> PROBLEMS AND TASKS
#1 Reproduce word for word the stretch of the Weed Lab article from "The OARDC Weed Lab, or" through "lab would disagree.".
#2 According to the Weed Lab article, what does the birthday dessert usually consist of?

> EXCERPTED TEXT
====

By Haley Schmersal
agricultural communication student
What do you think of when you hear the word lab?
Most people picture a scientist working alone in a white coat and goggles dealing with extreme chemicals and complicated formulas on a chalkboard. While that may be the case in some labs, that is far from accurate when it comes to the Weed Ecology Lab at the Ohio Agricultural Research and Development Center (OARDC).
The OARDC Weed Lab, or OWL for short, is a place where researchers like to get their hands dirty. On a cool fall afternoon, you can find several members of the lab deep in a row of corn wearing rubber boots, baseball caps, and gloves carrying on lively conversations while collecting data for a project. While the research project may only belong to one member of the group, there are always others ready to help, even people from other labs.
This is just one of many ways the OWL lab is different from what people may expect. In the Weed Lab, researchers mainly study common types of weeds, various weed control methods, and how these weeds can impact crops in Ohio. With such dense subject matter, it’s easy to picture this as a boring job. However, the members of the lab would disagree.
The OARDC Weed Lab creates a sense of community that helps its employees flourish. This is accomplished through hands-on research, learning experiences and a healthy dose of fun. Between mentors with over two decades of experience and the occasional birthday celebration, there is never a dull moment for the researchers and assistants in the lab.
When it comes to research, the OWLs do things differently than most would expect. Teamwork is a key aspect of every day at the lab. Whether it’s something as simple as a how to format their data or as complicated as designing a new experiment, lab members are always working together and bouncing ideas off each other.
Each member of the lab has their own specializations and interests, which is beneficial for both themselves and the group. If one person is not as knowledgeable in an area, they are more than likely able to find someone who is an expert just a few doors down. In turn, this leads to people learning from one another.
Cathy Herms, Research Assistant 2 and two-decade employee said they all work together because it helps ensure the quality of the data, it keeps people motivated, and it helps people learn from one another.
Some researchers even get to work with local farmers who allow them to test different types of weed control on their properties. This gives researchers a chance to see how what they are doing can have an impact on others. Many times, the friendships with the farmers and families that they have met last beyond the length of the project.
Even with a heavy workload, employees in the lab make time for fun, friends, and food.
“In my opinion, food brings people together,” said Herms.
If an employee has a birthday, it’s going to be celebrated. During lunch time, you can find the OWLs gathered around a long table in their conference room with the scent of a homemade potluck and laughter filling the air. Lunch is also accompanied by a birthday dessert, usually consisting of Herms’ homemade brownies and ice cream.
“One thing I’ve been told is that we have more parties, birthdays, and stuff than any other lab on the campus,” said Dr. Douglas Doohan, Professor of Horticulture and Crop Science.
This type of interaction is important to everyone in the lab because it is one extra step that makes them feel appreciated and builds their sense of belonging. It also gives them the opportunity to converse with one another outside of work topics and build close relationships.

====

> DATASET SECTION
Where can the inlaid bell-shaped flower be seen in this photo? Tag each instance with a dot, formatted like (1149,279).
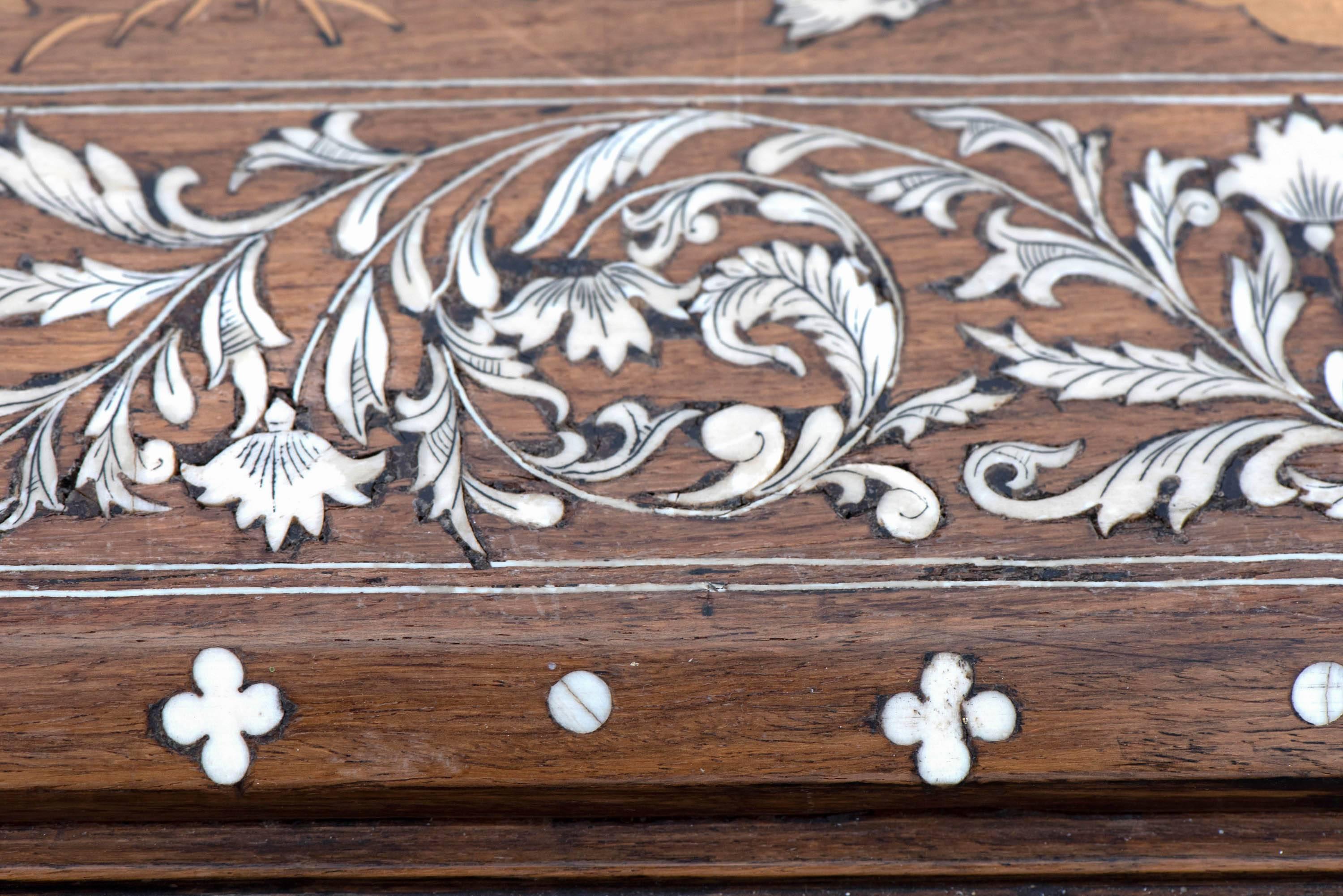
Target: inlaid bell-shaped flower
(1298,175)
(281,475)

====

> EXPECTED OUTPUTS
#1
The OARDC Weed Lab, or OWL for short, is a place where researchers like to get their hands dirty. On a cool fall afternoon, you can find several members of the lab deep in a row of corn wearing rubber boots, baseball caps, and gloves carrying on lively conversations while collecting data for a project. While the research project may only belong to one member of the group, there are always others ready to help, even people from other labs.
This is just one of many ways the OWL lab is different from what people may expect. In the Weed Lab, researchers mainly study common types of weeds, various weed control methods, and how these weeds can impact crops in Ohio. With such dense subject matter, it’s easy to picture this as a boring job. However, the members of the lab would disagree.

#2 Herms' homemade brownies and ice cream.